Passage provided
I read this book for the Mount TBR Reading Challenge hosted over at My Reader’s Block from January 1 – December 31, 2016. The challenge is to read books that you already own.
The Life and Many Deaths of Harry Houdini – Ruth Brandon
“Harry” implies approachable, down to earth. But “Houdini” sounds other-worldly and - to use that overused and abused word - awesome. So even his name vibrates and contradicts and attracts readers – like me - who are not necessarily interested in magic or escape artists, but rather the history of popular entertainment in general and vaudeville’s heyday of 1880 to 1930 in particular.
While the biographies of Houdini by Christopher and Gresham are well worth reading, Brandon too provides information about topics -- mother fixation, death obsession, unwilling skepticism, ruthless competitor, loyalty demanding - that make this biography a substantial, insightful read. Even the digressions give interest. For example, she delivers background information about medicine shows, which Houdini had to work early in his career. Starting in the Elizabethan era in Europe, such shows were traveling horse and wagon teams which peddled patent medicines and other products between various entertainment acts. The quack medications gradually took a backseat to the entertainment acts.

Entries supplied
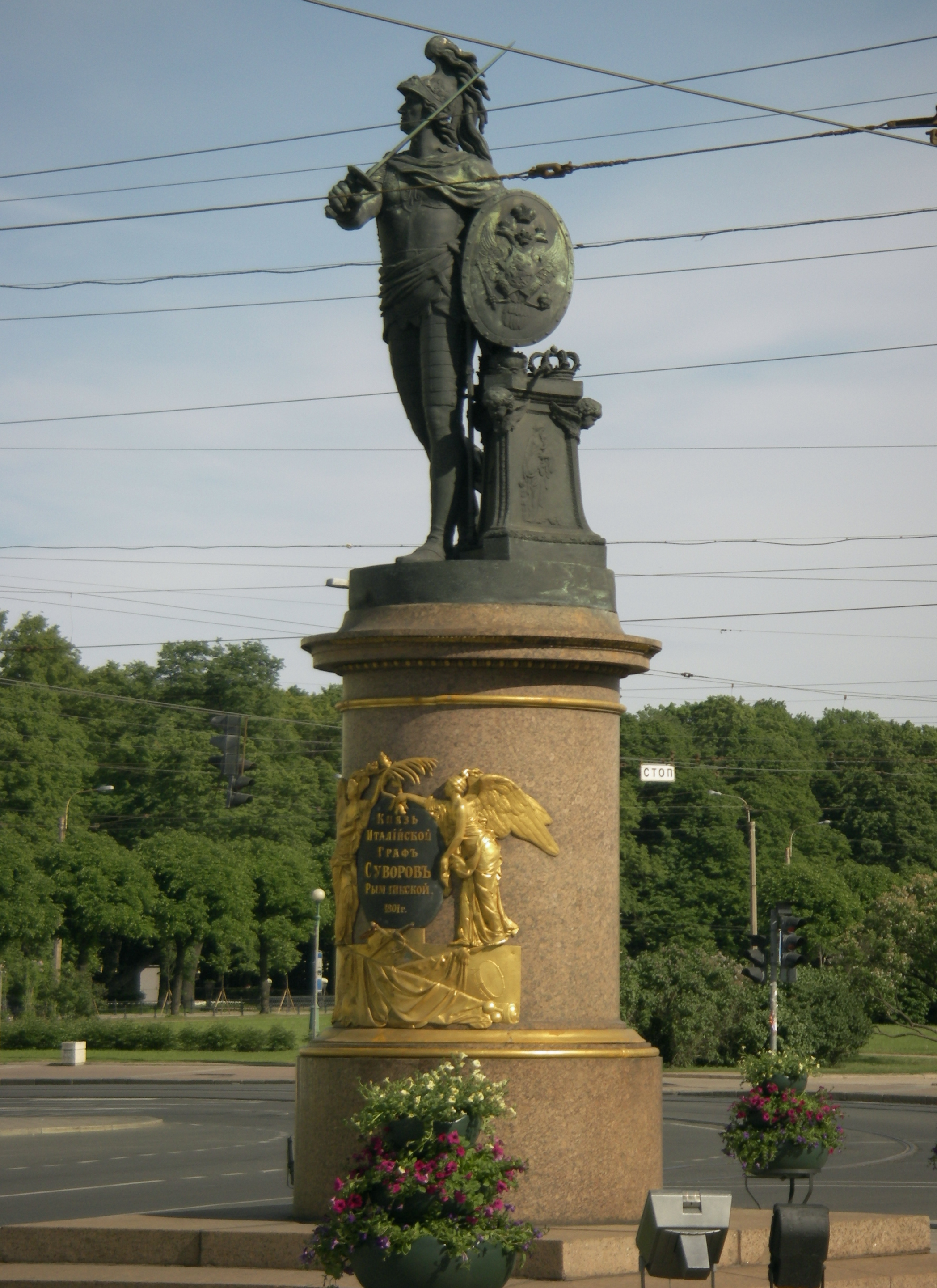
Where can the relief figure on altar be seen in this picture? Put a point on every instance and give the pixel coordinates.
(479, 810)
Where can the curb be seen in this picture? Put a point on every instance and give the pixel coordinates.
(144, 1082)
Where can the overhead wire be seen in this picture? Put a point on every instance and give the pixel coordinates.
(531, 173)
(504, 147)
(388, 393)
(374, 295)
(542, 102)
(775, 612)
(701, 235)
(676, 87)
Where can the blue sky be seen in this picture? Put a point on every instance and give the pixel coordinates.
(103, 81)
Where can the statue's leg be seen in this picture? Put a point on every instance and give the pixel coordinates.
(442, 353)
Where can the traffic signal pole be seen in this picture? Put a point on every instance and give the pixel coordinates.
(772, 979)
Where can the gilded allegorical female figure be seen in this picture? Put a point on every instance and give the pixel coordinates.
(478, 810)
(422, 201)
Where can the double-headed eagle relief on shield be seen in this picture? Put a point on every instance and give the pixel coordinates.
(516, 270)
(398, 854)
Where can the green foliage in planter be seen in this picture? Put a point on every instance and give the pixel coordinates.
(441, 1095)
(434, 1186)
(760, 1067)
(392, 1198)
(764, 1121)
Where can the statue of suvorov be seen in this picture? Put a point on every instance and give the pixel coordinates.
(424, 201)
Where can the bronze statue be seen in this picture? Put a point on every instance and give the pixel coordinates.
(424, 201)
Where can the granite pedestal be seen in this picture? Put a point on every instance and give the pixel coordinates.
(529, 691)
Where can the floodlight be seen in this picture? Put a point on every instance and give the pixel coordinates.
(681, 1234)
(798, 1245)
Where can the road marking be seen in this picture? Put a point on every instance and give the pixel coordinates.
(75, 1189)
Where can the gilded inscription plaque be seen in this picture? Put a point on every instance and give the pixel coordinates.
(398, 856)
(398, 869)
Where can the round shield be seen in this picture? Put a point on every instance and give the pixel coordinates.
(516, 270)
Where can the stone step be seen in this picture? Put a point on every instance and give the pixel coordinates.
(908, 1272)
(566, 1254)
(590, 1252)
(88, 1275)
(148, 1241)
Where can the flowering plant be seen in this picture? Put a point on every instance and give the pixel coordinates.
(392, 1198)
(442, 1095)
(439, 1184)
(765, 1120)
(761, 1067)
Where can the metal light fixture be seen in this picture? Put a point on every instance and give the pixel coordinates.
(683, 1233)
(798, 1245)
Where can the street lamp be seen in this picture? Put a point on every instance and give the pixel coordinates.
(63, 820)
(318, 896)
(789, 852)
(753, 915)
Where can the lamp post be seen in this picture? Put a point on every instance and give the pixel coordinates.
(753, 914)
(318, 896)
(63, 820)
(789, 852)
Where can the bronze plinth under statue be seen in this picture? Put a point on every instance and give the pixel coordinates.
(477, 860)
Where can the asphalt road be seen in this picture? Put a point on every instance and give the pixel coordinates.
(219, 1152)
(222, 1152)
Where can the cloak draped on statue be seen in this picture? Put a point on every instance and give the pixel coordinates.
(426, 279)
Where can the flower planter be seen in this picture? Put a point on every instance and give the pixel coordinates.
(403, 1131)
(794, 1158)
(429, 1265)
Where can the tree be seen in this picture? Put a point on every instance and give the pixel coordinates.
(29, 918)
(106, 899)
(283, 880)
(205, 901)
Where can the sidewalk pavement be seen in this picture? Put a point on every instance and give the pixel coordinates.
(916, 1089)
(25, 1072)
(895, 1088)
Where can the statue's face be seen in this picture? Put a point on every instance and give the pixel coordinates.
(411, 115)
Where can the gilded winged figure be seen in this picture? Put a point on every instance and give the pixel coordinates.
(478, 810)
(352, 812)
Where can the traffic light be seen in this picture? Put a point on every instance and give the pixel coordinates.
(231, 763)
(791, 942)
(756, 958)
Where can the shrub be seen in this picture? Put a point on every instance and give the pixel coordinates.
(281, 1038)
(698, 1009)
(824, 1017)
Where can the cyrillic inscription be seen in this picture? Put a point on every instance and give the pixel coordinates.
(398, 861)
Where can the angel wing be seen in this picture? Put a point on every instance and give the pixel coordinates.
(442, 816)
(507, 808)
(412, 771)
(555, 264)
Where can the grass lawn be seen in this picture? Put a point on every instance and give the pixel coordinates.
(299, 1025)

* * *

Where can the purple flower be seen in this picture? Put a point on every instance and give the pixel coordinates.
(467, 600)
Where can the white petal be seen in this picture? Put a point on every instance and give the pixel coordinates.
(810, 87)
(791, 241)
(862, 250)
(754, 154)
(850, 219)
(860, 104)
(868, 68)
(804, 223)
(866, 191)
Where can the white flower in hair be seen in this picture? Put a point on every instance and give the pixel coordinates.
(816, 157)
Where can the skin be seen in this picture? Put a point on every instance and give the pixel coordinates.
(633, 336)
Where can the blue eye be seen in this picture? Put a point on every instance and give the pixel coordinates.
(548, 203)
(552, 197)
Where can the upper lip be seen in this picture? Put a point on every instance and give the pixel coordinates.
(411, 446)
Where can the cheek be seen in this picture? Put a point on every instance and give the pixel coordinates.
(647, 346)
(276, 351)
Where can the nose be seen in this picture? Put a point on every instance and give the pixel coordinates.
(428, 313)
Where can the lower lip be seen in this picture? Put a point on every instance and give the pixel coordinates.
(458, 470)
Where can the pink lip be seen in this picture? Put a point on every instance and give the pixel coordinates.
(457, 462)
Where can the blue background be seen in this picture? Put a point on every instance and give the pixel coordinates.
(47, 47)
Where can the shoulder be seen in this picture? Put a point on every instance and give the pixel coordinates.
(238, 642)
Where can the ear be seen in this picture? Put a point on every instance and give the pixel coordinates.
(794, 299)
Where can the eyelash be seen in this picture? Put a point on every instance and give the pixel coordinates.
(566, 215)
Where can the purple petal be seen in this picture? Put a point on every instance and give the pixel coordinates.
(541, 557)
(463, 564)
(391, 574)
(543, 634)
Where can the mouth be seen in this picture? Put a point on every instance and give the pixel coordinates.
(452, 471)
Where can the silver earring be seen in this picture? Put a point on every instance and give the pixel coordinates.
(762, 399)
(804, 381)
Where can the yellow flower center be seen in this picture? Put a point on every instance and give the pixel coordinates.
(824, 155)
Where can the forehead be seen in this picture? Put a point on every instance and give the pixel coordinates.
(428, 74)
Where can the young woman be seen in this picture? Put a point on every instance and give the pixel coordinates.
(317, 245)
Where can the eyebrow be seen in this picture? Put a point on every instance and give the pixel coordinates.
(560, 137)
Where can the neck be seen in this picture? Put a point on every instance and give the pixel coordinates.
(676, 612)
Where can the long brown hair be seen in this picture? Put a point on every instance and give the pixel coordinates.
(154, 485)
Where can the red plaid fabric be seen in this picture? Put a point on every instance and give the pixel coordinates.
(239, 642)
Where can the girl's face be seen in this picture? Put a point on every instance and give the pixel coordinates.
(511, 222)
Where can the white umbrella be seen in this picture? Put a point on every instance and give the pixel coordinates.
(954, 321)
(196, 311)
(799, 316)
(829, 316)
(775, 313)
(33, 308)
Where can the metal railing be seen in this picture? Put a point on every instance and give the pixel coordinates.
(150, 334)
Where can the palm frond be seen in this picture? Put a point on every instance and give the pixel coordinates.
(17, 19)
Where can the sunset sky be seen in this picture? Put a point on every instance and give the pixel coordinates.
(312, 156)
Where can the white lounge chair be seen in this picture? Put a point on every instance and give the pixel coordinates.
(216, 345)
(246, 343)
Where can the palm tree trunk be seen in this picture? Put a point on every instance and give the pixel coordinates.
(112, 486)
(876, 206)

---

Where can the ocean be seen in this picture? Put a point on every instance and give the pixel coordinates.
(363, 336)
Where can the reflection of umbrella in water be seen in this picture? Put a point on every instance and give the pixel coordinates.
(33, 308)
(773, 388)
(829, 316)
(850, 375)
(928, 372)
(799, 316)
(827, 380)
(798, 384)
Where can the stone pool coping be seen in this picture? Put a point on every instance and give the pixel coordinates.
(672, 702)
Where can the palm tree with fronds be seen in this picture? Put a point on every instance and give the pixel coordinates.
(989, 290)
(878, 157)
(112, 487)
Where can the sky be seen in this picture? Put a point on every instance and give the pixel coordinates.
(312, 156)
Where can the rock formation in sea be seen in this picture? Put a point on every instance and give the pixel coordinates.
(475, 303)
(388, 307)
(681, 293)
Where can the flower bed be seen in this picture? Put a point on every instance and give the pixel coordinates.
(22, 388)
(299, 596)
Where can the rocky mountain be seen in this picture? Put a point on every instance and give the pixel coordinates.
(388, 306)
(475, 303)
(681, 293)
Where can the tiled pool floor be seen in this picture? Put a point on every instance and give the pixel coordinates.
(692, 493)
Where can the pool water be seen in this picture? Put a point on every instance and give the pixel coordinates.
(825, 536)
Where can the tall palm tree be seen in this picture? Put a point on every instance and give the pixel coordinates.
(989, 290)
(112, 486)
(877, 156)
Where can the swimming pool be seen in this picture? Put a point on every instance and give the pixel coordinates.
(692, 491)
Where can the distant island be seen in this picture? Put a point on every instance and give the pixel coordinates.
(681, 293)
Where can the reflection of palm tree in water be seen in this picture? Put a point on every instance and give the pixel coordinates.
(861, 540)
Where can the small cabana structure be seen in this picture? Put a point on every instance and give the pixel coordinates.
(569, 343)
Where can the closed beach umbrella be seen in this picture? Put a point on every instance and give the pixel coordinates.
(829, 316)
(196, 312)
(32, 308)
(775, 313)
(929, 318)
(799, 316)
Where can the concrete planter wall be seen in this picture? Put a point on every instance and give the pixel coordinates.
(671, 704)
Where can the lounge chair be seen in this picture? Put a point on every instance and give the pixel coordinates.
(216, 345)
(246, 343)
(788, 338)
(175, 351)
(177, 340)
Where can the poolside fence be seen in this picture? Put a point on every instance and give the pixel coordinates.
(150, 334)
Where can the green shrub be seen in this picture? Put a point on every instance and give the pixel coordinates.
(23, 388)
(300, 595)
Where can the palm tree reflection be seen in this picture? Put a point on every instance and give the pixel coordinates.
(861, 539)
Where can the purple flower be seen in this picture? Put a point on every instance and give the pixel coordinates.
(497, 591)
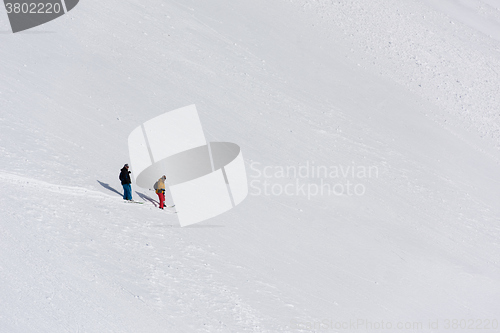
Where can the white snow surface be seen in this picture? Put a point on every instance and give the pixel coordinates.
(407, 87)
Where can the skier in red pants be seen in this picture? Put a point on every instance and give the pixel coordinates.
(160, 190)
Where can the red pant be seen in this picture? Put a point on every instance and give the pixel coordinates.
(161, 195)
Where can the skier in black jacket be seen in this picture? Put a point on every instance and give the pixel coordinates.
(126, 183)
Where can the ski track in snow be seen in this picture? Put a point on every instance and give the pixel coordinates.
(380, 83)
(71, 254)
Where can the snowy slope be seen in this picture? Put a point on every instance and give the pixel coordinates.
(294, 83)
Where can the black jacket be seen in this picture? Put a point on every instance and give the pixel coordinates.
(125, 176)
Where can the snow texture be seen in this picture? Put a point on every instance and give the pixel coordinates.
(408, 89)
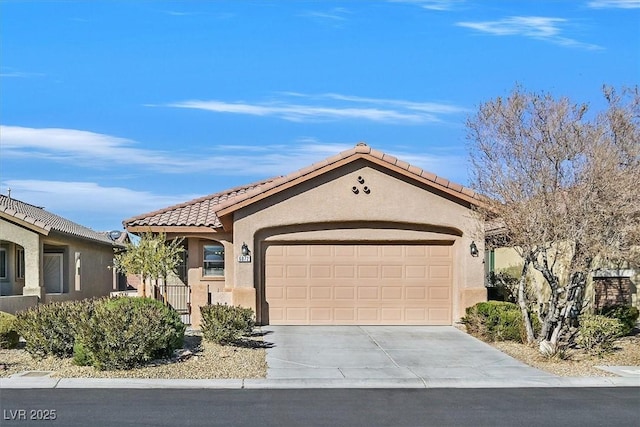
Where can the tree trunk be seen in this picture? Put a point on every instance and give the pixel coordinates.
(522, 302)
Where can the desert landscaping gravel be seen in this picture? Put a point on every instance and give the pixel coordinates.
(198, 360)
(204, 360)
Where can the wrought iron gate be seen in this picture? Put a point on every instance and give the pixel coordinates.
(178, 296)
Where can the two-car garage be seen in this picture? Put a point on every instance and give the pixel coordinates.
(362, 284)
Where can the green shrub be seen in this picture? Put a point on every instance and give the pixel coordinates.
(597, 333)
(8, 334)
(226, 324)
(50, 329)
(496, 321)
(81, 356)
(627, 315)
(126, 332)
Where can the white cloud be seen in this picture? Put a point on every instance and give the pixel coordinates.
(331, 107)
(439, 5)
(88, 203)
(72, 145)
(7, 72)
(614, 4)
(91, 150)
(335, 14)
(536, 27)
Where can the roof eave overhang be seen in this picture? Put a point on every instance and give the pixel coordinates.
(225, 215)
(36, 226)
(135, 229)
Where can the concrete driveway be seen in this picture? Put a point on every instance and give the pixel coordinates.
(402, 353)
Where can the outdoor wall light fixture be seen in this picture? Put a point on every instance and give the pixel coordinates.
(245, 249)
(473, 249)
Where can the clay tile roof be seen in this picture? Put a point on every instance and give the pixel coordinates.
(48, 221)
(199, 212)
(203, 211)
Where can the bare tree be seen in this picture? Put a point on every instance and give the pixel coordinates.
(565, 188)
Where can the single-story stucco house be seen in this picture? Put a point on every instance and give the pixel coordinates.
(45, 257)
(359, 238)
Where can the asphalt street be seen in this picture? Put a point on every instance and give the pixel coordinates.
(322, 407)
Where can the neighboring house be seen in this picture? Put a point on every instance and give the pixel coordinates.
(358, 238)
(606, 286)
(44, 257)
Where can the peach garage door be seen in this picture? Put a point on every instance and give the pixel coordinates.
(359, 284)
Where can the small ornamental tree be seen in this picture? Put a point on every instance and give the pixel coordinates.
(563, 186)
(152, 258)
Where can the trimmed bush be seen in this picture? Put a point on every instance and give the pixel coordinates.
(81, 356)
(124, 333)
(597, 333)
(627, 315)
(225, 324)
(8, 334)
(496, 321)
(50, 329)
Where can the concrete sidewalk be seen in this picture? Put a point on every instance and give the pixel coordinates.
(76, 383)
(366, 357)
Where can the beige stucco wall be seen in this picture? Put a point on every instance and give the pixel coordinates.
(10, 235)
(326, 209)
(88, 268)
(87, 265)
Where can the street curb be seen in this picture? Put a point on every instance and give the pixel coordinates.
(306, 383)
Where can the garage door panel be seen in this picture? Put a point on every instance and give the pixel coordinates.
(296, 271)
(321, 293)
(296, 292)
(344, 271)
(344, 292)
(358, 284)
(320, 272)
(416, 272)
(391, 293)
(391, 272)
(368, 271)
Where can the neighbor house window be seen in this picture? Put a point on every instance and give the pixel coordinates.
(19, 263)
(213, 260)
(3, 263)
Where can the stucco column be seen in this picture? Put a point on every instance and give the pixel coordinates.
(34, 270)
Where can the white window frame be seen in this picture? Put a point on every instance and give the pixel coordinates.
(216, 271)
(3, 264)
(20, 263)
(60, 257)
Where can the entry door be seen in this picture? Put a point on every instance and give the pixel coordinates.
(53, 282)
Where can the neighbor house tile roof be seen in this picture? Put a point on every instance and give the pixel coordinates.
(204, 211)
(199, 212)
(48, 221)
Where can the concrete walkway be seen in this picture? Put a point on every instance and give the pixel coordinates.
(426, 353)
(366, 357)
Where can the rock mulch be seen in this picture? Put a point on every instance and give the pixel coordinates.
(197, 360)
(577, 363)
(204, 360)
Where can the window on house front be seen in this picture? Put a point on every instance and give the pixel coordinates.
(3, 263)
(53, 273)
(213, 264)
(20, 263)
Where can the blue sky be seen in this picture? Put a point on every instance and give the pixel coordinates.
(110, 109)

Problem 1
Answer these from the Houdini book review above, one answer per line:
(a) Over what dates did the Mount TBR Reading Challenge run?
(b) Which years does the review give as vaudeville's heyday?
(c) In what era did medicine shows begin in Europe?
Problem 2
Decide whether each statement agrees with the Houdini book review above. Answer yes or no, and quote the words that decide it.
(a) The challenge calls for reading books the reader already owns.
(b) The reviewer is drawn to Houdini mainly out of an interest in magic and escape artists.
(c) In medicine shows, the quack medications came to matter more than the entertainment acts.
Problem 3
Repeat word for word everything in the Houdini book review from "I read this" down to "1930 in particular.".

Task answer 1
(a) January 1 – December 31, 2016
(b) 1880 to 1930
(c) The Elizabethan era

Task answer 2
(a) Yes: "The challenge is to read books that you already own."
(b) No: "who are not necessarily interested in magic or escape artists"
(c) No: "The quack medications gradually took a backseat to the entertainment acts."

Task answer 3
I read this book for the Mount TBR Reading Challenge hosted over at My Reader’s Block from January 1 – December 31, 2016. The challenge is to read books that you already own.
The Life and Many Deaths of Harry Houdini – Ruth Brandon
“Harry” implies approachable, down to earth. But “Houdini” sounds other-worldly and - to use that overused and abused word - awesome. So even his name vibrates and contradicts and attracts readers – like me - who are not necessarily interested in magic or escape artists, but rather the history of popular entertainment in general and vaudeville’s heyday of 1880 to 1930 in particular.